DIRECTIVE A. According to the news article below on the World Bank consultations, how large a loan did the Bank offer for the Fifth Power System Development Project?
==== SELECTED TEXT
Skip to main content

Advocacy groups storm into World Bank consultations on environment, say its purpose is to help corporates

A protest rally in Kutch against ultra mega power plant
By Our Representative
Senior activists of several advocacy groups stormed into the civil society consultation, being held to “review” and “update” the World Bank's environmental and social safeguard policies organized by the World Bank at India Habitat Centre in New Delhi.
Terming these consultations as “eyewash”, these activists didn't allow the consultations to proceed, because they felt that the World Bank continues to hide behind the central and state governments in India or other government agencies in different countries and shirk responsibility for environmental and social damage.

Among the projects which were particularly mentioned for receiving World Bank aid despite such consultations was the Tatas’ Ultra Mega Power Plant at Mundra. Madhuresh Kumar of the National Alliance of People’s Movements (NAPM), speaking on the occasion, said that if the Bank was seriously concerned about the impact of its investments, then the best test would have been “the sensitivity demonstrated in the investments made by its various lending operations.” The International Finance Corporation (IFC), the Bank’s private sector lending arm, is “complicit in massive human rights and environmental violations that form the basis of the super-mega $4 billion Tata-Mundra 4,000 MW power project in the ecologically sensitive Kutch region of Gujarat.”
In fact, the Bank, has “further endorsed such environmental crimes by offering a $1 billion loan to the building of the Fifth Power System Development Project, which essentially is a transmission line for Tata-Mundra and three other large coastal power projects. Participating in such manner, the Bank conveniently escapes any blame for the disaster, and yet benefits from financing such ‘development projects’”, he said.
Voluntary agencies which came together to protest against the Bank’s ways, apart from NAPM, were the Matu Jan Sangathan, the Domestic Workers Union, the Delhi Mahila Shahri Kaamgar Sangathan, the Delhi Solidarity Group, SRUTI, Delhi Forum, Programme for Social Action (PSA) and others.
Vimal Bhai of Matu Jan Sangathan said, “The way these consultations are organized are no different from what has been going on for decades. Many such reviews have been conducted, thousands of groups and individuals have participated with the intent of seeing genuine reform of the institution, and possibly its democratization, only to be utterly disappointed.”
========
DIRECTIVE B. From the entries below, pull out every line that contains the string "path".
==== DATA SUPPLIED
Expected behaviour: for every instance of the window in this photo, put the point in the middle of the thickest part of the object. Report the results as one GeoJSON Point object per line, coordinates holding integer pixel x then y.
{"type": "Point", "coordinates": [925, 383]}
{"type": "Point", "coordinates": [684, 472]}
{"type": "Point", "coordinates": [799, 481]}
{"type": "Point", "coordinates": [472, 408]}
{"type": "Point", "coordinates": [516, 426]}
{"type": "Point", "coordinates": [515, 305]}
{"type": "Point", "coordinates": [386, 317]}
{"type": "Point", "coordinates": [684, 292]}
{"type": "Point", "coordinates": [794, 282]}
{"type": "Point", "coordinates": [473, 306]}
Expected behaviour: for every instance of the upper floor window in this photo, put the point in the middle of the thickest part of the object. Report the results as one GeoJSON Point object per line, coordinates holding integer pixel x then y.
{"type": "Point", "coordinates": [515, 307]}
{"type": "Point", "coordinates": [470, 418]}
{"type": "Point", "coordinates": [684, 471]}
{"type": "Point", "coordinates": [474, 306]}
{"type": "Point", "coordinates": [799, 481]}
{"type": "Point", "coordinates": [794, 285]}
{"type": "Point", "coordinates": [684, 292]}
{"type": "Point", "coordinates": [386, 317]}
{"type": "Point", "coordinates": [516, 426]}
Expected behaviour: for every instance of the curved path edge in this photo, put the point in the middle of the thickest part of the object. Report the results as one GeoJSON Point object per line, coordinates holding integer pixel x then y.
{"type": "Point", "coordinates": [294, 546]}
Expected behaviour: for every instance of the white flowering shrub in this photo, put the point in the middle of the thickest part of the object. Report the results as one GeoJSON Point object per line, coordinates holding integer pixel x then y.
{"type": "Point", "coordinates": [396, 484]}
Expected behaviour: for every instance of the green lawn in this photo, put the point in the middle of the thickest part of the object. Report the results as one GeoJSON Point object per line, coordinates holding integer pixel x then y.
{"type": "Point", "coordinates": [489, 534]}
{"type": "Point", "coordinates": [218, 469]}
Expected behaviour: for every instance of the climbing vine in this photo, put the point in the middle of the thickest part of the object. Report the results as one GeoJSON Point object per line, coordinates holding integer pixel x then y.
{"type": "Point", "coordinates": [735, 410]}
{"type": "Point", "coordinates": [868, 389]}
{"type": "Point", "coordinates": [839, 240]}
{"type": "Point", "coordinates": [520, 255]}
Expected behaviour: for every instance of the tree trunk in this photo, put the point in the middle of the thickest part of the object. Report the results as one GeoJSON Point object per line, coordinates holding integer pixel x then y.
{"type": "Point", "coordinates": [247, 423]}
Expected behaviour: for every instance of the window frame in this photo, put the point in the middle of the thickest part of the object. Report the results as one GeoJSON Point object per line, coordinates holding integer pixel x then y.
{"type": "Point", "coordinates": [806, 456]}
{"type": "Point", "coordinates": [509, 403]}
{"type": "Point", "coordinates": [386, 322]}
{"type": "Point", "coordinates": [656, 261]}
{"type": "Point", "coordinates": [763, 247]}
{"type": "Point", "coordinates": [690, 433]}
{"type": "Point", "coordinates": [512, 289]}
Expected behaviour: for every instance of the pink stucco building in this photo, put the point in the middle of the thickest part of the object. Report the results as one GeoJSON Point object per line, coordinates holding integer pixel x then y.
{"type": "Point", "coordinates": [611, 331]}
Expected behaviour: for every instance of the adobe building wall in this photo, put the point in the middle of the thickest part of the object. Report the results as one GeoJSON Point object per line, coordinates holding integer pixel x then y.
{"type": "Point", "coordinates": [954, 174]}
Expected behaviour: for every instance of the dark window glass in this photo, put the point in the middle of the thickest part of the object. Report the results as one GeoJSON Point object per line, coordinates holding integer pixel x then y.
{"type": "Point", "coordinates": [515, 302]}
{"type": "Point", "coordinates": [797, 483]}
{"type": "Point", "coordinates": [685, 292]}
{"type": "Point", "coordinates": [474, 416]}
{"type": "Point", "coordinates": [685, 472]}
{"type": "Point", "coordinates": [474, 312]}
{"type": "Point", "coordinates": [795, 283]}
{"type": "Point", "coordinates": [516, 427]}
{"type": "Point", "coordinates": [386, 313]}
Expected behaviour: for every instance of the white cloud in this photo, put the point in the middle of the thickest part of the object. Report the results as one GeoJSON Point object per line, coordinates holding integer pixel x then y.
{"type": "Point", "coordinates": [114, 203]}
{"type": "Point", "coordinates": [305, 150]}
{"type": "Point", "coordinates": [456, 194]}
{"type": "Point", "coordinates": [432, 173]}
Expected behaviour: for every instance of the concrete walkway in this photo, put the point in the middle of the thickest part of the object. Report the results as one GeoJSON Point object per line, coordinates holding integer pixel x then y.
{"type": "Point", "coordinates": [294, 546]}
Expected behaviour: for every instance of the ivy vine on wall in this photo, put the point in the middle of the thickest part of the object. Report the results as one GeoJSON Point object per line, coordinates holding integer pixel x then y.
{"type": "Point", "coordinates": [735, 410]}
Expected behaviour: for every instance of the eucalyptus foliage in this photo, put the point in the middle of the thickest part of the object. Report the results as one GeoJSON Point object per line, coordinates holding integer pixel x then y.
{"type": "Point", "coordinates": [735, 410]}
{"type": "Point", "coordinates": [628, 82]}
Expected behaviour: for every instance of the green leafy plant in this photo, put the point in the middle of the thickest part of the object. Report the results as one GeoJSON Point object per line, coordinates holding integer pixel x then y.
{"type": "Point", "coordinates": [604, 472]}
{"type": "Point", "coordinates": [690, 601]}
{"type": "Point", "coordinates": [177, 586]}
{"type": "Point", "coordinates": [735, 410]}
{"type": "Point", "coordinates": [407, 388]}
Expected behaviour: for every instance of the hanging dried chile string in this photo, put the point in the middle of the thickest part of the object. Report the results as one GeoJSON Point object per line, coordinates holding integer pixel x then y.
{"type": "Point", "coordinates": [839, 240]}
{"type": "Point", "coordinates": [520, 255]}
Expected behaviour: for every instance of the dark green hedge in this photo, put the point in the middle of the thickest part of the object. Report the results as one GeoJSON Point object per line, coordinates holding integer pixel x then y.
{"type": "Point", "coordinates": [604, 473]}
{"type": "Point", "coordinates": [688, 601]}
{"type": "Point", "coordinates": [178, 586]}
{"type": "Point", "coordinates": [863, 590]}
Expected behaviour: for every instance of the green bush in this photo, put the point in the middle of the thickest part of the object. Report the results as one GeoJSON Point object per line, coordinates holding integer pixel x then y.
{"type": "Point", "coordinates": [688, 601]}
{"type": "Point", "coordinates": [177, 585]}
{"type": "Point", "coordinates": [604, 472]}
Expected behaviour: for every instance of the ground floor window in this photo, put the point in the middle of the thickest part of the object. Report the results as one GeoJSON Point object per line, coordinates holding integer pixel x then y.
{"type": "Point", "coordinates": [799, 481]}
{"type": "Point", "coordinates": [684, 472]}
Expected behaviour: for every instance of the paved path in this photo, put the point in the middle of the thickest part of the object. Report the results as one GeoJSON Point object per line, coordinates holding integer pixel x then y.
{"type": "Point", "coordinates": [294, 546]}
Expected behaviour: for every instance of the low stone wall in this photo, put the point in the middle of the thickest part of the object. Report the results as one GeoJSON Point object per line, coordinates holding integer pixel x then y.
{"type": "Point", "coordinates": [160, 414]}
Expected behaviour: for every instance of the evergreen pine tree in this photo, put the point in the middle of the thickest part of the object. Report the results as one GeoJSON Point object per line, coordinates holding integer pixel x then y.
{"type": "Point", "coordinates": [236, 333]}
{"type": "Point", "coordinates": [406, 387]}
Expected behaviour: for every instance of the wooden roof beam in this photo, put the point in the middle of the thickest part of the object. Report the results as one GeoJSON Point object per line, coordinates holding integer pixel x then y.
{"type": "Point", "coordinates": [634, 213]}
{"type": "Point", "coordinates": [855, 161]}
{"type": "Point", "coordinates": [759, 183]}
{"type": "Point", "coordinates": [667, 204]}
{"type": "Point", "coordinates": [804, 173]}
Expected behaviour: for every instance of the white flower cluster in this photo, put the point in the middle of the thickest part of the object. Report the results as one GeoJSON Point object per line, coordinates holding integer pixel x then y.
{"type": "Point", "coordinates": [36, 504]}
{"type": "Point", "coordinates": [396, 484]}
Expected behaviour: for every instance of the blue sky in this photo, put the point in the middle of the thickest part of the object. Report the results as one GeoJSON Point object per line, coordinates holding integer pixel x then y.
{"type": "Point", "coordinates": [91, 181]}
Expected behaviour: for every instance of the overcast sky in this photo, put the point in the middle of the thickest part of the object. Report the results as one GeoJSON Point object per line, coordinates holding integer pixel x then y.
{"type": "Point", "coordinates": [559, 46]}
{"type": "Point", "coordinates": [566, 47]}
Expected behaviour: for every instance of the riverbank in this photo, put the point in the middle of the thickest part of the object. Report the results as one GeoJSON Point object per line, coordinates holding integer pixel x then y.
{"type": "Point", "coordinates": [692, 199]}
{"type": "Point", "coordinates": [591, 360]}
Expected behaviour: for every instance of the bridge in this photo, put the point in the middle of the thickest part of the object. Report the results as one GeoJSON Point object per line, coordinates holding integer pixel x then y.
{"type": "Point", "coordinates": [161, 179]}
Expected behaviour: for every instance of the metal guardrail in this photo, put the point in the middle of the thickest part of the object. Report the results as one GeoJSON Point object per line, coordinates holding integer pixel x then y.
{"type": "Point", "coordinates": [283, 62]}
========
OUTPUT A. $1 billion.

OUTPUT B.
Expected behaviour: for every instance of the curved path edge in this photo, put the point in the middle of the thickest part of the object. Report the results as one GeoJSON Point object per line, coordinates holding integer pixel x then y.
Expected behaviour: for every instance of the paved path in this photo, put the point in the middle of the thickest part of the object. Report the results as one GeoJSON Point object per line, coordinates holding integer pixel x then y.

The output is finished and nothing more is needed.